Exercise goal: Each record should be written out exactly as it stands.
⁂
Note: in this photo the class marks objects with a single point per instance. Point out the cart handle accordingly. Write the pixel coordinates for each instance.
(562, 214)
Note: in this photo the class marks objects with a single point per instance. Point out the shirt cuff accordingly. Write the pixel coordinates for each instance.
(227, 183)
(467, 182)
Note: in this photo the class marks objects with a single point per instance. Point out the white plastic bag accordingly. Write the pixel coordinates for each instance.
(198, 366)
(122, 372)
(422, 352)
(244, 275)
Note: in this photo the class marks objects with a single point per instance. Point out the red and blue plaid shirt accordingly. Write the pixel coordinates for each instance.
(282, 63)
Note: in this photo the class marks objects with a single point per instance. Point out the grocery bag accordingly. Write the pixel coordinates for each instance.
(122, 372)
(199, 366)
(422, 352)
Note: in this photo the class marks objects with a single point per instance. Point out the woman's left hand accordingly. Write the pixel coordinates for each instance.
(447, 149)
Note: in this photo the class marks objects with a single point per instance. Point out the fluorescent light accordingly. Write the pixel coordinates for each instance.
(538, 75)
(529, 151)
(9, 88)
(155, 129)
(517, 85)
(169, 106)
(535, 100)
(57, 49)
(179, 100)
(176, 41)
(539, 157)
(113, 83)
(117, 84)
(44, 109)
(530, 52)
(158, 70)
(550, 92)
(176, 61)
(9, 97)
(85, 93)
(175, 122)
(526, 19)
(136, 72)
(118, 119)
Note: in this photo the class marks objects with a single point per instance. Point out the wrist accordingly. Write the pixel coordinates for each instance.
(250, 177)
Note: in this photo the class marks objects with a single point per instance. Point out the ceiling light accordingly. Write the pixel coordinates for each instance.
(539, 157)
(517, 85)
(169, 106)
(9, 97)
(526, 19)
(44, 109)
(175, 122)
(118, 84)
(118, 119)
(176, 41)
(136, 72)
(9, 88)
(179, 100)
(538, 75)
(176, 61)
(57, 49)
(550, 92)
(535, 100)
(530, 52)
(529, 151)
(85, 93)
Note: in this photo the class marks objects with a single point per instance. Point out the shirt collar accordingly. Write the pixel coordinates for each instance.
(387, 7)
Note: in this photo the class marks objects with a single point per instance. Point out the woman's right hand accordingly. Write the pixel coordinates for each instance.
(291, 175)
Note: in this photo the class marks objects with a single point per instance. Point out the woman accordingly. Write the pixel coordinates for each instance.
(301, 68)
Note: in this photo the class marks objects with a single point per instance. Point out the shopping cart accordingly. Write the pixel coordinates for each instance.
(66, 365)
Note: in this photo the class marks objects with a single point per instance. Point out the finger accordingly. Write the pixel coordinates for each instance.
⁂
Result of this exercise:
Note: in this photo the class marks objects with a single point per instance. Point out the cart handle accordingly. Write the pixel coordinates for each instance.
(562, 214)
Note: in this photo the class marks objects with a single point per instance. Point out the shirt cuff accordingly. Write the pixel coordinates for each instance.
(227, 183)
(467, 182)
Note: in this photo the class marks objects with a single point per instance. Point out the white plastic bag accordingly. Write the pixel coordinates for each instance.
(198, 366)
(122, 372)
(422, 352)
(244, 275)
Note: in this photo the class marks objects with a single point per instance. Point out the red and blue plaid shirt accordingly. Write the pixel coordinates for each instance.
(282, 63)
Note: in this photo the class marks objects with a single point per instance. Point out the grocery bag accordingly. Write the pixel coordinates for each instance.
(122, 372)
(199, 366)
(422, 352)
Note: in this photo the class marks objects with a single point per instance. Point out the woman's left hand accordingly. Write the pixel coordinates for each instance.
(447, 149)
Note: in this photo the class marks objects with a single point per instance. Point out the fluorescent light accordingly. Write the pixel coordinates for each instance.
(538, 75)
(529, 151)
(9, 88)
(155, 129)
(517, 85)
(169, 106)
(535, 100)
(57, 49)
(179, 100)
(176, 41)
(539, 157)
(113, 83)
(117, 84)
(44, 109)
(530, 52)
(158, 70)
(550, 92)
(176, 61)
(9, 97)
(85, 93)
(175, 122)
(526, 19)
(136, 72)
(118, 119)
Note: in this photo the class marks objects with a single point per instance. Point out the wrist accordingly. Write the pixel coordinates for each instance.
(250, 177)
Note: in this photo the class marks objects with a single point per instance. Point out the ceiling light accordingly. Write the pixel coordinates for each instance.
(539, 157)
(517, 85)
(169, 106)
(9, 97)
(526, 19)
(44, 109)
(175, 122)
(118, 84)
(118, 119)
(176, 41)
(136, 72)
(9, 88)
(179, 100)
(538, 75)
(176, 61)
(57, 49)
(550, 92)
(535, 100)
(530, 52)
(529, 151)
(85, 93)
Note: in this photo the class marks objects with a single point per instance. Point out the shirt collar accordingly. Write the pixel coordinates for each instance.
(387, 7)
Note: in this photo the class marks objects with a single point per instance. Point out the woman's right hand accordingly. Write the pixel coordinates for each instance.
(291, 175)
Note: in this photo the class marks objects with a single point per instance. Point out the woman accordingly. Write the pixel coordinates for each instance.
(301, 68)
Note: in this photo the class marks objects with a single point per instance. Point out the shopping cart accordingly. Write the pixel coordinates for each instance.
(66, 365)
Note: in this photo the class marks objects with a single point per instance. Point out the finger accordingly. Write the pixel coordinates for each instance.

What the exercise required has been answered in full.